If it is necessary to find a hyper-specialized expert, a good source for a referral is another expert. Professionals generally have ways to identify the leaders in allied fields of study, often by calling a professional contact in the field, consulting proprietary databases for articles, and contacts with professional organizations in which specialist groups may exist. In general, non-experts are in a poor position to evaluate the qualifications of an expert. It is helpful to use an existing working relationship with an expert to identify other experts (the same way an attorney is often asked to refer-out clients who have matters in another field of law).
The Main Valuation Methodologies
Valuation experts use a variety of approaches and methods to value a business. While a family lawyer need not be an expert in these approaches and methods, it is critical to understand basically what the expert is doing and the points at which a lawyer can add value to the process.
- “Asset” Approach: This approach treats the business as an assemblage of tangible assets, individually valued, rather than as a cohesive, income-producing whole. This approach is appropriate when the value of the business derives primarily from the market value of discrete tangible assets such as real property, marketable securities, or collectibles, etc. The Asset Approach generally is not effective in capturing the business’s intangible asset value (e.g., goodwill) if any exists. Methods used by valuation experts under the Asset Approach include:
- Net Book Value Method – Relies on the unadjusted accounting values for assets and liabilities reflected on the business’s balance sheet.
Adjusted Book Value Method – All of the business’s assets and liabilities (both recorded and unrecorded) are adjusted to their fair market value.
- Cost Method – The value is determined by estimating the costs to replace/create all the business’s assets.
- Orderly Liquidation – Values the business based upon the estimated net proceeds of liquidating its assets over a reasonable period of time with the objective of maximizing the proceeds. This method is appropriate if the business is not considered a going concern.
- “Income” Approach: In contrast to the Asset Approach, the Income Approach considers both tangible and intangible assets (e.g., goodwill) of the business as a cohesive, income-producing whole. The two methods within the Income Approach are:
- Capitalized Earnings Method – A single period of earnings considered representative of the business’s sustainable future income is converted to value through division by a “capitalization rate” (a numerical factor that is intended to aggregate the investment risks and benefits of a business going-forward, considering a variety of macro-economic, industry, and company-specific factors).

**Recorded information**
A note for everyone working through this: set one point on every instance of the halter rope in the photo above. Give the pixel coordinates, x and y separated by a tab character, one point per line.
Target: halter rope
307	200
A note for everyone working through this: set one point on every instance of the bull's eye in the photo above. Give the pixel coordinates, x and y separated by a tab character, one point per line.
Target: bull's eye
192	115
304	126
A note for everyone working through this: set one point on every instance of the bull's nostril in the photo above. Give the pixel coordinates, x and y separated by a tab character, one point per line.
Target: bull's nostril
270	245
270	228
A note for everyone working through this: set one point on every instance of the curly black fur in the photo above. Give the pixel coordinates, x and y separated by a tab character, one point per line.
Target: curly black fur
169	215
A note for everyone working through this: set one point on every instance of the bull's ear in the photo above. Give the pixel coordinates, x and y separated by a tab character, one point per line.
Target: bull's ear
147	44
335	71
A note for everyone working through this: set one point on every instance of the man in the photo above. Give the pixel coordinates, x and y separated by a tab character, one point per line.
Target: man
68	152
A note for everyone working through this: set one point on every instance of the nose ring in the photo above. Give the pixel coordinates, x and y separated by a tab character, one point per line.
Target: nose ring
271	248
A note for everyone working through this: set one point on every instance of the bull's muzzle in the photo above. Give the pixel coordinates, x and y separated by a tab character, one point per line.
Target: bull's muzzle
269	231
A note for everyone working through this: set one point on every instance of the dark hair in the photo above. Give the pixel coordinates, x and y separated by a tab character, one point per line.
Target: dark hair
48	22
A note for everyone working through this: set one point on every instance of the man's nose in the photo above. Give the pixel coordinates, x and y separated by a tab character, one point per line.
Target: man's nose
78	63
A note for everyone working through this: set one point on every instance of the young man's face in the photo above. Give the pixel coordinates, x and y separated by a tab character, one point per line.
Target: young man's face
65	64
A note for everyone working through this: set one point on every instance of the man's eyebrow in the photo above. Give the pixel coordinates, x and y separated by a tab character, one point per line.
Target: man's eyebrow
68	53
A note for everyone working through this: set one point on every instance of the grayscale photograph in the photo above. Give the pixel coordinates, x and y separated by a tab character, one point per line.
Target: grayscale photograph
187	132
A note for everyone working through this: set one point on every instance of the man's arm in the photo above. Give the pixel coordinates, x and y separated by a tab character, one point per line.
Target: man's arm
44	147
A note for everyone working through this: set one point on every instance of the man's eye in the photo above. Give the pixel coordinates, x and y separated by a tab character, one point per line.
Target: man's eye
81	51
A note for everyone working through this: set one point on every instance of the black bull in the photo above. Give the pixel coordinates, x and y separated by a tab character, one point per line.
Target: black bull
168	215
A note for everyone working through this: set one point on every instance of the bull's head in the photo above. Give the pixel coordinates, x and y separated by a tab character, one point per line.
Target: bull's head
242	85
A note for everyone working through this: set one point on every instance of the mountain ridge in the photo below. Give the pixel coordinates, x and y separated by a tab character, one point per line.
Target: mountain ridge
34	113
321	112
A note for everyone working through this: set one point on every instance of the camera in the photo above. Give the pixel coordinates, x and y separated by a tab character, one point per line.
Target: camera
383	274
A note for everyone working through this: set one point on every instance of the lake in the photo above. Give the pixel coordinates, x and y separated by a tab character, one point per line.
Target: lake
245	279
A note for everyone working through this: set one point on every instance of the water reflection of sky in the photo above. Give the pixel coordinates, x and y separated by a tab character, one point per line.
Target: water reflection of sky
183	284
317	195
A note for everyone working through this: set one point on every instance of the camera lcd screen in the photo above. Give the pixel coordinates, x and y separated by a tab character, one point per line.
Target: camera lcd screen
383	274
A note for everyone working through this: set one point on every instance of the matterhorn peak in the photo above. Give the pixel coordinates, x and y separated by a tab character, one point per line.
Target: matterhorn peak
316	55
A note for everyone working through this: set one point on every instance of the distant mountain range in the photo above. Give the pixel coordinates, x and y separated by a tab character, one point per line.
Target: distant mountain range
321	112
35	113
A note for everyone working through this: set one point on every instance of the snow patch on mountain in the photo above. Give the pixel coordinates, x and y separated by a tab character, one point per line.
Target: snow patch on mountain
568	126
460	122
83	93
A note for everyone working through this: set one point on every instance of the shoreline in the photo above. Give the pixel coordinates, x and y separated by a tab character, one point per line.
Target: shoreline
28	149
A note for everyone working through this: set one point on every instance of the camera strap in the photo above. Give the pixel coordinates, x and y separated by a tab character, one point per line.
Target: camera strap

**Task set**
[A] Find every line in the rows that contains the string "photograph", matching case exactly, and copy each of those lines.
[B] Extend the passage on business valuation methods by continuing it from its final sentence.

**Expected outputs**
[A]
A note for everyone working through this: set one point on every instance of the grayscale photograph in the photo above. Give the pixel coordinates, x and y separated by a tab character, one point per line.
Target: grayscale photograph

[B]
- Discounted Future Earnings (or Discounted Future Cash Flow) – The value of the business is arrived at by discounting the business’s estimated future earnings to present value using a “discount rate” (a numerical factor that adjusts the value of a stream of future payments/cash flows by a factor which reflects that payments received in the future have less value than cash received today and also the investment risks and benefits of a business going-forward, considering a variety of macro-economic, industry, and company-specific factors).
- “Market” Approach: Values a business based on actual (“market”) transactions for the purchase/sale of interests in “comparable” businesses. The two methods within the Market Approach are:
- Guideline Public Company Method – The value of a private company is derived from one or more trading multiples (e.g., price at which the company stock is traded by investors in relation to its revenues, earnings, or other financial metrics) of a representative group of comparable publicly traded companies.
- Guideline Private Company Method – The value of a private company is derived from the terms on which a representative group of private companies was (usually) sold.
- “Hybrid” Approaches/Methods: There also exist hybrid approaches and methods that do not strictly adhere to the approaches and methods described above and which combine elements of several. The “Excess Earnings Method,” for example, is a hybrid that combines elements of both the asset and income approaches.
Valuations often include more than one of these methodologies, with the output of each method being assigned a “weight” in the final valuation. Because the methods may yield significantly different outputs—in some cases a 75% difference or more—it is important to understand not only why a valuation expert selected a particular methodology, but also its weight. An expert should be able to explain the weighting analysis clearly to the lawyers and the court.
Where the Family Law Lawyer Comes In: Improving the Process
The family law lawyer’s role is driven by what analysis the valuation expert will pursue and what litigant input is permitted by the process. While the lawyer’s input into the expert’s analysis is limited by the expert’s need to apply professional standards and protect credibility, party and counsel input is often negotiable and helpful, and can make a significant difference in the final outcome of the analysis. Several of the most common valuation analyses are “multiple-driven,” meaning that the business value will be a multiple of some metric (such as revenues, profits, a certain kind of sales, or other metric). Therefore, when a litigant can correct an input, the change in the output value may be a multiple of the correction. In some cases a party’s input can affect the multiple itself, because the multiple often derives from the valuation expert’s assessment of where the business fits in its markets, its competition and other information.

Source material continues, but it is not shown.